Source data:
========================================================================

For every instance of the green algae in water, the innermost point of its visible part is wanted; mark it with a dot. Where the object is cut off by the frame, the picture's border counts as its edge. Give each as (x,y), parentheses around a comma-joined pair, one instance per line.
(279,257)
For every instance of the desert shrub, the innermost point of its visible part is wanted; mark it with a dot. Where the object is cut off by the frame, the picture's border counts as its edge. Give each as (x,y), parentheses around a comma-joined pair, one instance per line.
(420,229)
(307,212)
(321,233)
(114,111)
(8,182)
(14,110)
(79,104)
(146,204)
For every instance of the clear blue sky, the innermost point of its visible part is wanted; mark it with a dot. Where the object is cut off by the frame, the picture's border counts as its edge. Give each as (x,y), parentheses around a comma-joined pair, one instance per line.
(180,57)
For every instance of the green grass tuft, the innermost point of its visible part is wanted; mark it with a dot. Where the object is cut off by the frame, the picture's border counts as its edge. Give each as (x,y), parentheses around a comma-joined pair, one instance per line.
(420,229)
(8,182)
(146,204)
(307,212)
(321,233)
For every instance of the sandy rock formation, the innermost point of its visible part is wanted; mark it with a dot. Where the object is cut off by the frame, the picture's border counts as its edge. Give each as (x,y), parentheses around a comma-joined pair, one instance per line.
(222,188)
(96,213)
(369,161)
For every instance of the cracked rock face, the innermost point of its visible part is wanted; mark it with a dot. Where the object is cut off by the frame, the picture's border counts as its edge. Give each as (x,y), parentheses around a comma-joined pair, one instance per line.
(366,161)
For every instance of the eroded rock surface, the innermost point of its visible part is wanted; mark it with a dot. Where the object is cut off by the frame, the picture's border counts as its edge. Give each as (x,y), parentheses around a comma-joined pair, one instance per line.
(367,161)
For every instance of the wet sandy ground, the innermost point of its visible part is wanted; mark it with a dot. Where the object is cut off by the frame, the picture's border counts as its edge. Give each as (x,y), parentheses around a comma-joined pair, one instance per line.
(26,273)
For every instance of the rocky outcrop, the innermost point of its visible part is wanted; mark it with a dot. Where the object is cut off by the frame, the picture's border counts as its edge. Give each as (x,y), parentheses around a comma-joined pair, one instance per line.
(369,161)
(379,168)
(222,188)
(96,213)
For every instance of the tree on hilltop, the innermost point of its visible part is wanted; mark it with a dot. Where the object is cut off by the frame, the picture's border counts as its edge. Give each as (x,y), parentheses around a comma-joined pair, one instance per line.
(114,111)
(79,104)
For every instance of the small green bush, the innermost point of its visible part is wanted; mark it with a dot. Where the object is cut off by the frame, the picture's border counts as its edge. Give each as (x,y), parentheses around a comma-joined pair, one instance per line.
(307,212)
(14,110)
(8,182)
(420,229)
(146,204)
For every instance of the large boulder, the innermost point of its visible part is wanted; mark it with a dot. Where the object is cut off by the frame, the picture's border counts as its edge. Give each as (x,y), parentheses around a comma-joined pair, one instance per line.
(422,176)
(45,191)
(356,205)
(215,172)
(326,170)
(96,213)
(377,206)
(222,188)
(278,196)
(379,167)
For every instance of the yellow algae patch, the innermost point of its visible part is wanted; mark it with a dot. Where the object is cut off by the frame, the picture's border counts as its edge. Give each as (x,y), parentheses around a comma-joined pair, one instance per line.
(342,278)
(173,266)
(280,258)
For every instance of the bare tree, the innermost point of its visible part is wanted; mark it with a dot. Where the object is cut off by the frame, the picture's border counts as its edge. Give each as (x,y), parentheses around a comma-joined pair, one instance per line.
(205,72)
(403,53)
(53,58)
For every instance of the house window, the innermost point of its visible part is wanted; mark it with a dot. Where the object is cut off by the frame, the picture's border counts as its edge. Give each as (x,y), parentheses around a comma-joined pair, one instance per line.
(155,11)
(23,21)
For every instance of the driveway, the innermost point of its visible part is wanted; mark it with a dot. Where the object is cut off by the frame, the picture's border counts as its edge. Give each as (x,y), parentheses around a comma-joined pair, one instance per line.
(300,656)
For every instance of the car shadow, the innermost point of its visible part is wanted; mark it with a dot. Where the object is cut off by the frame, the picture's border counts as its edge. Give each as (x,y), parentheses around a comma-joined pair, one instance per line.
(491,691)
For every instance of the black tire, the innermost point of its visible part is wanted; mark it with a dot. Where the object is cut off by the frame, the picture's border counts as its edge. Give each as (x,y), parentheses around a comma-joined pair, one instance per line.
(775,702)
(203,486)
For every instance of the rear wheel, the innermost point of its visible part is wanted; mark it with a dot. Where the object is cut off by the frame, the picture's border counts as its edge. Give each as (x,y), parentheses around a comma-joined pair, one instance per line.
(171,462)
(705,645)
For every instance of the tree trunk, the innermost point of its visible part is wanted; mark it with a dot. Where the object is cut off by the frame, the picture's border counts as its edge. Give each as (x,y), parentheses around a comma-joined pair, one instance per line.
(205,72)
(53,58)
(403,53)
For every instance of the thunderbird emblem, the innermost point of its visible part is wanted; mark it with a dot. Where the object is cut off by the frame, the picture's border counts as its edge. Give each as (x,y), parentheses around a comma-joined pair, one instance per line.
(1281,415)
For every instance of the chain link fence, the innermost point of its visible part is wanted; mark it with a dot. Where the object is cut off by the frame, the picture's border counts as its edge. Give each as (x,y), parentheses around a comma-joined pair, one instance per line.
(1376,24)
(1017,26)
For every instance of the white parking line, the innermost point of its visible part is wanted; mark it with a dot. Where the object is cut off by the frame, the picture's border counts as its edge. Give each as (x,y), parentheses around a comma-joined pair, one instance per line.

========================================================================

Set exercise: Retype every entry above, word for word.

Reply:
For every instance of the green algae in water, the innermost point of its visible part is wanted; mark it with a dot. Where the object is cut off by the frame, the picture's border counts as its edge. Give each as (x,y), parentheses around a comma-joined pair, one instance per line.
(279,257)
For every instance of the desert shrub, the innermost point of its visible part is wanted; mark it with a dot. Where the object is cut off by the frame, the picture's border counts as its edge. Give each as (x,y), parentheses around a comma-joined pair, one instance per line.
(420,229)
(307,212)
(321,233)
(114,111)
(8,182)
(14,110)
(79,104)
(146,204)
For every instance of the clear blue sky, the innermost point of its visible part is wanted; mark it with a dot. Where the object is cut off by the frame, the picture's border counts as its edge. Give each as (x,y), parentheses around a comma-joined pair, one instance per line.
(180,57)
For every instance of the green grass tuft, the innermost point of its visible part is wanted; mark it with a dot. Where the object is cut off by the frame, the picture's border counts as its edge. Give each as (x,y), parentheses around a comma-joined pair, one instance per line.
(420,229)
(8,182)
(146,204)
(307,212)
(321,233)
For every instance of the sandy rock formation, the innermost point of its visible part is wanted; mark it with a dot. Where the object is cut off by the frame, the picture's border counts as its edge. Give each as (x,y), parentheses around a comma-joined pair, one instance per line.
(222,188)
(96,213)
(369,161)
For every instance of the cracked rock face, the innermost point of its visible part is wanted; mark it with a dot. Where the object is cut off by the frame, the picture's border counts as its edge. Give each as (x,y), parentheses around a comma-joined pair, one instance per line.
(366,161)
For every instance of the eroded rock surface, the innermost point of its visible part is wanted; mark it with a dot. Where the object is cut off by the frame, the picture's border counts as its edge. Give each as (x,y), parentheses around a comma-joined pair, one instance per line.
(367,161)
For every instance of the wet sandy ground, the innermost point of its visible part is wanted; mark it with a dot. Where the object is cut off by the frame, the picture's border counts as its edge. Give each as (x,y), parentheses around a comma-joined pair, one instance per line.
(26,273)
For every instance of the rocky outcrop, the innermost point of its visible part is wanted; mark it with a dot. Where the object is cut off by the frame, the picture's border counts as its edge. Give each as (x,y), parentheses around a comma-joined pair, one instance per line.
(369,161)
(379,168)
(222,188)
(96,213)
For every instance of the tree on hilltop, the innermost point of its visible part is wanted; mark it with a dot. Where the object is cut off by the frame, the picture's border counts as its edge. Give each as (x,y), parentheses around a comma-joined pair, one instance per line.
(114,111)
(79,104)
For every instance of the small green bush, the innermost point of its visible part is wanted; mark it with a dot. Where the object is cut off by the frame, the picture's border counts as its edge. Give each as (x,y), parentheses around a comma-joined pair, one instance per line.
(307,212)
(14,110)
(8,182)
(420,229)
(146,204)
For every instance of the large boulder, the innermost point of its visible part is wanted; mark it with a dot. Where the object is cut off by the frame, the picture's border counts as its edge. Give each as (x,y), parentheses around a comma-joined pair, one instance per line.
(422,176)
(45,191)
(356,205)
(215,172)
(326,170)
(96,213)
(377,206)
(222,188)
(278,196)
(379,167)
For every instance of the yellow algae patch, the innermost point of its visible part is wanted; mark it with a dot. Where the object is cut off by the frame, the picture's border counts as its edge. Give each as (x,y), parentheses around a comma-joined pair, one instance per line.
(342,278)
(173,266)
(280,258)
For every instance of the bare tree, the innermost point of its visible part is wanted; mark it with a dot. Where the object is cut off by the frame, the picture's border counts as its edge. Give each as (x,y), parentheses around a comma-joined pair, one instance per line.
(205,72)
(403,53)
(53,58)
For every instance of the house window, the innermost point of its visible part is wanted; mark it with a dot. Where the object is cut off by the frame, the picture's border counts as its edge. Give each as (x,y), parentheses around a comma-joined pair, one instance per line.
(155,11)
(23,21)
For every instance of the driveway, the innermost point of its visible part is wanted; mark it with a dot. Where the object is cut off by the frame, the picture's border counts as its edge. Give each as (x,y), parentheses around a comma-joined pair, one instance per line.
(300,656)
For every instance of the car shadow, the innermost point of its visible part is wanted; mark it with a dot. Where the object is cut off by the frame, the picture's border counts as its edge. Give each as (x,y), parentheses around a comma-joined pair, one instance per line.
(491,691)
For every instance of the black tire, the innermost point of its visible part is wanted; mark it with a dot. Where the object is cut off by the frame, the picture's border counts as its edge. Give each as (x,y), parentheses around a comma-joined pair, one instance per line.
(775,702)
(203,486)
For every instance of the rear wheel, the innermost point of its visible part is wanted; mark it with a dot. Where the object is cut off by the frame, the picture's border counts as its edge. Give each as (x,y), parentheses around a comma-joined pair, one instance per line.
(171,462)
(705,645)
For every instance of the tree trunk, the innermost point of its visible part is wanted; mark it with a dot. Where the object is cut off by the frame, the picture's border counts as its edge. Give each as (x,y), parentheses around a comma-joined pair, one instance per line.
(205,72)
(53,58)
(403,53)
For every instance of the thunderbird emblem, the innermost point of its visible part is wanted; mark it with a dot. Where the object is cut off by the frame, the picture's border counts as its edge. Give each as (x,y), parentheses around a comma-joined pair, one instance per line.
(1281,415)
For every instance of the chain link fence, the innermost point of its visible part is wanted; mark it with a dot. Where the object is cut off by the frame, the picture's border counts as its edge. Give each as (x,y), parentheses around a comma-joined pair, one instance per line.
(1376,24)
(1017,26)
For every instance of the white parking line, the innermost point of its visible part is wanted; mark it with a dot. Where the object is cut off by the frame, the picture's border counts as its edge. Give each as (x,y), parentheses around a comma-joined pair, one instance per line.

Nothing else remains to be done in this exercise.